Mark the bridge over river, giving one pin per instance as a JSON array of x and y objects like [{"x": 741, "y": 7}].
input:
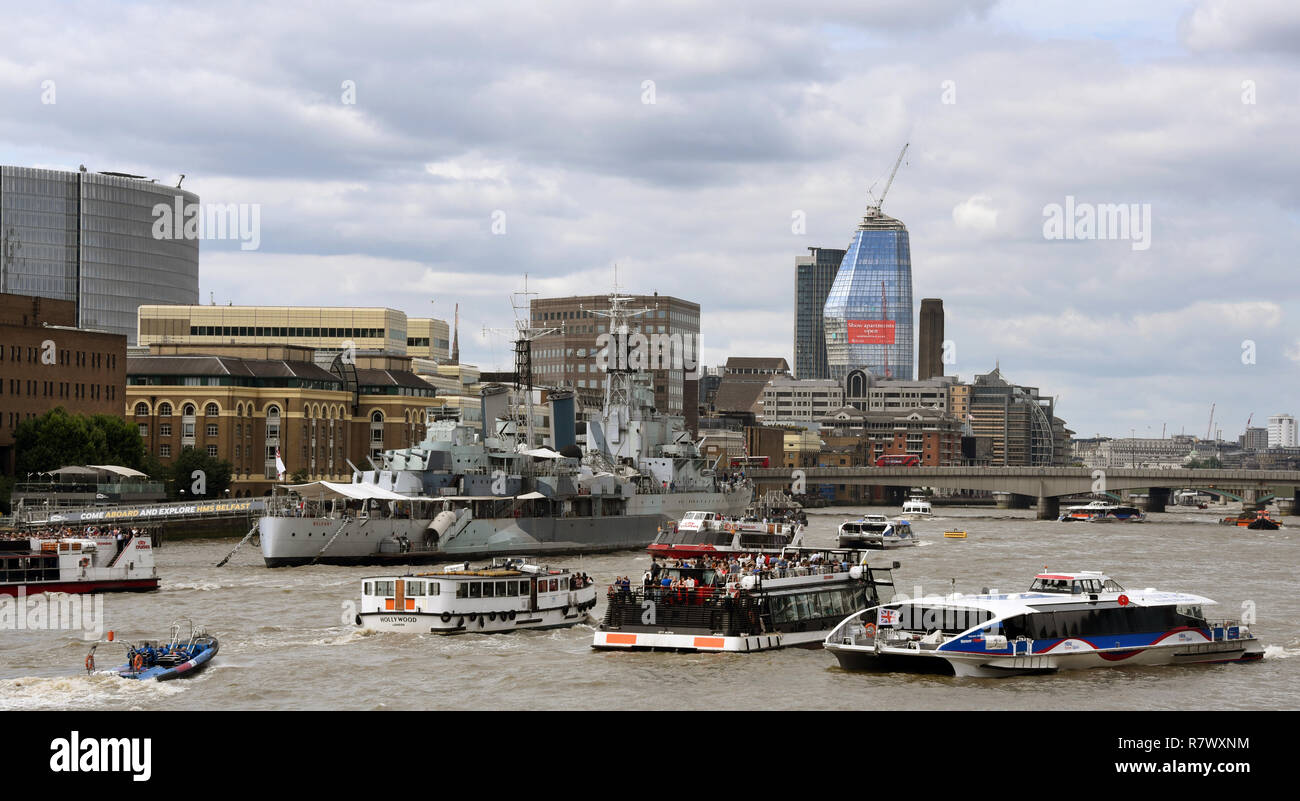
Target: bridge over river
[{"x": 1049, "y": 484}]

+ + + + +

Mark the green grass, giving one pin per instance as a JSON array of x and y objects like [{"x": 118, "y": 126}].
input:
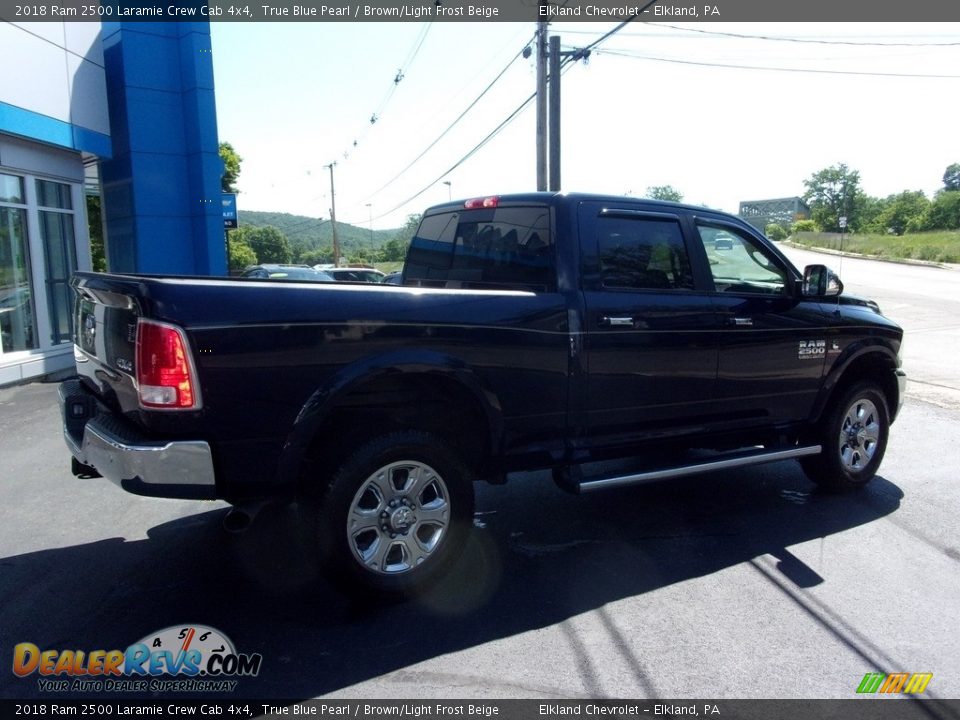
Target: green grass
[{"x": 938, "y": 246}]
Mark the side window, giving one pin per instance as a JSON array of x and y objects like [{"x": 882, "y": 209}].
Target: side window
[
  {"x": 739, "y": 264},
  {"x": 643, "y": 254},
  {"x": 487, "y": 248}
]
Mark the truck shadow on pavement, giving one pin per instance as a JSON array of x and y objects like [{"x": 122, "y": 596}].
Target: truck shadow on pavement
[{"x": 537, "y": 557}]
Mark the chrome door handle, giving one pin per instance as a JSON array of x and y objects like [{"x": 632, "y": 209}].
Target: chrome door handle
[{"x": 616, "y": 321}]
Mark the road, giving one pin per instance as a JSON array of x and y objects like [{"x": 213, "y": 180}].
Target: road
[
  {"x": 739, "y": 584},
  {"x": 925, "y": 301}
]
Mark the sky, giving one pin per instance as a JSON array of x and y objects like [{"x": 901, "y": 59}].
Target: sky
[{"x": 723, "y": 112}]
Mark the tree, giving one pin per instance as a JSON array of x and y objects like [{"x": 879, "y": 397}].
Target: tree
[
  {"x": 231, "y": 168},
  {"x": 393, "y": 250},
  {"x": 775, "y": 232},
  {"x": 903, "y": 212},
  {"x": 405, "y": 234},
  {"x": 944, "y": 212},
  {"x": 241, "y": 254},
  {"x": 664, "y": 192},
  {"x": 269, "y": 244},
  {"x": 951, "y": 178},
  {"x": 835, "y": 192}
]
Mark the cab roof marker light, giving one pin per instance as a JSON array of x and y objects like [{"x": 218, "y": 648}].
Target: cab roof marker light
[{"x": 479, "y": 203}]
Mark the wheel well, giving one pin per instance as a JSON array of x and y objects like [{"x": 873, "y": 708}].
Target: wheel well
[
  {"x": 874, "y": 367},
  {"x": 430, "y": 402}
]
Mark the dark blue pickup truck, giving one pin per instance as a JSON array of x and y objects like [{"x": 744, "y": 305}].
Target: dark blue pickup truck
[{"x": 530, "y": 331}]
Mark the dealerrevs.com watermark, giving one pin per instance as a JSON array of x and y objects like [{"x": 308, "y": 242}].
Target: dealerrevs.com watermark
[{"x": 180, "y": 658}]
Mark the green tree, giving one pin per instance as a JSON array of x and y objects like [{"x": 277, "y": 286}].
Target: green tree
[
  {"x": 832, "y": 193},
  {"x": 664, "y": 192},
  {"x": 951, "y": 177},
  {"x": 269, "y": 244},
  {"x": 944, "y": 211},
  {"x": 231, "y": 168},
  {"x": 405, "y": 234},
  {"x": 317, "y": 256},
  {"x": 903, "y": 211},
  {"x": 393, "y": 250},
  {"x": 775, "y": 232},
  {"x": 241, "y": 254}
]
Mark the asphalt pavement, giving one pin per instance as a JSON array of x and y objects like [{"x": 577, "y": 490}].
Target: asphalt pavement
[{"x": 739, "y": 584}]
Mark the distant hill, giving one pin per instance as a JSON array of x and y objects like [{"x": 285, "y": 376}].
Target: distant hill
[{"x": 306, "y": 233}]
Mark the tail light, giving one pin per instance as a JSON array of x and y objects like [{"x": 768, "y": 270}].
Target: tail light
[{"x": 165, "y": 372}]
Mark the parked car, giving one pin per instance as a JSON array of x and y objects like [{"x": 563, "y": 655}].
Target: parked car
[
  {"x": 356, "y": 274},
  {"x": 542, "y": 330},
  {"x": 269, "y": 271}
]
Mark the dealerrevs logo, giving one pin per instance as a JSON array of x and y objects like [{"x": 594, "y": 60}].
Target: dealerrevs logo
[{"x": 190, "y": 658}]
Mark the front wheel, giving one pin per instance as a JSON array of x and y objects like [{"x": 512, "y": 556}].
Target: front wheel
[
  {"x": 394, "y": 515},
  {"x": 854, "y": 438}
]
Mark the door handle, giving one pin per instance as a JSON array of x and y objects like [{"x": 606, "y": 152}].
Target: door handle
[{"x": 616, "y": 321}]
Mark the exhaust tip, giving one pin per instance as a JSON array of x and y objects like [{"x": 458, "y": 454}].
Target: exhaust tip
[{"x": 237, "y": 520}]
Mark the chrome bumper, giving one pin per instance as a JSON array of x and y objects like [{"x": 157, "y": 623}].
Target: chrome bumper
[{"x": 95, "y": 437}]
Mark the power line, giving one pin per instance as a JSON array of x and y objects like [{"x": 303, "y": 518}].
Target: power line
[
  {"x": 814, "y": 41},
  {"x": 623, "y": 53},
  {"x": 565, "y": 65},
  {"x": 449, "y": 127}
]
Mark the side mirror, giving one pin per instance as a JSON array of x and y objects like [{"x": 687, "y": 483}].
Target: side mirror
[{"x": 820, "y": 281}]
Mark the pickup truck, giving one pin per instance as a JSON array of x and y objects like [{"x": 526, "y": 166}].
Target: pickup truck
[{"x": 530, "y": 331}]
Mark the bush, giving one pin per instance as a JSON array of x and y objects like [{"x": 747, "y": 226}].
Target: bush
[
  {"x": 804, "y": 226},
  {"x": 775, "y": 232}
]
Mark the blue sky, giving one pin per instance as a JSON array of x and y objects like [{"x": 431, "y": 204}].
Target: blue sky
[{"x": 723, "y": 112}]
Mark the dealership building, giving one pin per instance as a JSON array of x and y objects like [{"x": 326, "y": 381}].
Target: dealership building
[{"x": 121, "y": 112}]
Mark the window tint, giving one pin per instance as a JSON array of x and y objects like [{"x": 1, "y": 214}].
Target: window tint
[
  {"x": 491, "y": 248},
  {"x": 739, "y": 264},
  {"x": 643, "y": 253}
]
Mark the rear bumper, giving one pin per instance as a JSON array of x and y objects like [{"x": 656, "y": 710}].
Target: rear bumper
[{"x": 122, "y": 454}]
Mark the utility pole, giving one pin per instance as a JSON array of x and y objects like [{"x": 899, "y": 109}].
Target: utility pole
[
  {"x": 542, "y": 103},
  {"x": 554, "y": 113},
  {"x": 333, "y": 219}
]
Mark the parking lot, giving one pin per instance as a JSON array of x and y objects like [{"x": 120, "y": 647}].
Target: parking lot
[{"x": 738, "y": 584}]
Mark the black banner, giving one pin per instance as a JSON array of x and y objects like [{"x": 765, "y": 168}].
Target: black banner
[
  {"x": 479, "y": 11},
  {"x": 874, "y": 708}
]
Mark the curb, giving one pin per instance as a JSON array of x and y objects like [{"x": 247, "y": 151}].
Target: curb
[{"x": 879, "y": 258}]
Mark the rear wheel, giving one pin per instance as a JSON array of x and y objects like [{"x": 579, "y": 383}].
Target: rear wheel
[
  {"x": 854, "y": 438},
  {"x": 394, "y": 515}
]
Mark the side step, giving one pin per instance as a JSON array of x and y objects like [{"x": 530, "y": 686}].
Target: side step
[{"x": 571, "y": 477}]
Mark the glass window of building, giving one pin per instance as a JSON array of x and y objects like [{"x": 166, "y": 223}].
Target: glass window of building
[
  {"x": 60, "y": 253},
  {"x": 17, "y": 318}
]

+ + + + +

● **Task directions**: Look back at the data above. Transcribe exactly the lines starting at the line that contains "Target: side window" and ending at the line that contains "Mark the cab".

● **Written reply**:
Target: side window
[
  {"x": 739, "y": 264},
  {"x": 643, "y": 254},
  {"x": 487, "y": 248}
]
Mark the truck shadow on pavement, giving one pin per instance as a JSON array of x and y objects like [{"x": 122, "y": 596}].
Target: truck shadow on pavement
[{"x": 537, "y": 557}]
Mark the chrome door handle, giving one pin per instance as a JSON array of x and y objects like [{"x": 632, "y": 209}].
Target: chrome door handle
[{"x": 616, "y": 321}]
Mark the road, giving one pin per instance as a JSON array of x and y objects like [{"x": 213, "y": 180}].
Target: road
[
  {"x": 739, "y": 584},
  {"x": 925, "y": 301}
]
Mark the sky, giving one pin per instance as a JSON array of x and y objects like [{"x": 901, "y": 59}].
Target: sky
[{"x": 723, "y": 112}]
Mark the tree, giving one pin per instance as a JSON array of x and y objects like [{"x": 879, "y": 397}].
Target: tree
[
  {"x": 231, "y": 168},
  {"x": 393, "y": 250},
  {"x": 775, "y": 232},
  {"x": 903, "y": 212},
  {"x": 405, "y": 234},
  {"x": 944, "y": 212},
  {"x": 241, "y": 254},
  {"x": 664, "y": 192},
  {"x": 269, "y": 244},
  {"x": 951, "y": 178},
  {"x": 835, "y": 192}
]
Mark the cab roof marker light, giving one pin per instance as a JSON array of x and y objects like [{"x": 218, "y": 648}].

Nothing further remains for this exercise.